• _WRITTEN INSTRUCTION A_
Print the section of the recap on AI and creative work that opens with the words containing "Steve from Microsoft" and closes with "consuming real culture.", copied exactly.
• _WRITTEN INSTRUCTION B_
Name every person the recap on AI and creative work identifies by full name, along with the organization given for each.

• _PROVIDED PASSAGE_
☆ ☆ ☆ ☆ ☆

The outcome: 15 videos, 15 UGC variations, and 90 statics, all produced in about 20 minutes.

 
 

Staying curious when everything is urgent

Three takeaways:

  • Learning is part of the job
  • AI clarifies and organizes work
  • Curiosity drives adoption more than any tool

Leaders everywhere are asking the same thing: how do we make space to learn when the work never slows?Lulu Hoffmann from Figma, Katie Parkes from Apollo, and Steve Foyle from Microsoft joined Kae Neskovic from Superside to share their approaches.

Figma leans on an annual hackathon that encourages curiosity without pressure. “This year, someone even built a video game with their kids”, says Lulu Hoffmann. It is not about output; it is about exercising creativity so AI becomes a tool, not a shortcut.

Steve from Microsoft emphasized that AI demands a higher cognitive load. He shared how teams are constantly evaluating, comparing, and refining. Without formal time to learn, teams drift apart in skill and confidence.

Katie from Apollo shared practical tools they use for briefs, program creation, and social content, plus how AI acts as a creative analytical partner, especially on platforms like LinkedIn, where social listening is limited.

Across all three, one message stood out: taste is still king. You cannot outsource it; you grow it by experiencing the world, talking to people, and consuming real culture.

 
 

So, what?

The brands winning with AI are not the ones with the fanciest tools. They win because they build structure, culture, and creative discipline.

Five themes cut through everything:

  • AI removes the boring work so humans can focus on ideas
  • Systems scale, prompts do not
  • Human taste decides what ships
  • AI scamps make alignment faster
  • Craft plus speed is the new competitive edge

The tools will keep changing, but the heart of the work won’t; creativity still belongs to the humans brave enough to try something new.

☆ ☆ ☆ ☆ ☆

• _PROVIDED RECORDS_
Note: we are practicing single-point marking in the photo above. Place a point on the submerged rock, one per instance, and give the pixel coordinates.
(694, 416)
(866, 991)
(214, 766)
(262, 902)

☆ ☆ ☆ ☆ ☆

• _FULL RESPONSE A_
Steve from Microsoft emphasized that AI demands a higher cognitive load. He shared how teams are constantly evaluating, comparing, and refining. Without formal time to learn, teams drift apart in skill and confidence.

Katie from Apollo shared practical tools they use for briefs, program creation, and social content, plus how AI acts as a creative analytical partner, especially on platforms like LinkedIn, where social listening is limited.

Across all three, one message stood out: taste is still king. You cannot outsource it; you grow it by experiencing the world, talking to people, and consuming real culture.

• _FULL RESPONSE B_
- Lulu Hoffmann, Figma
- Katie Parkes, Apollo
- Steve Foyle, Microsoft
- Kae Neskovic, Superside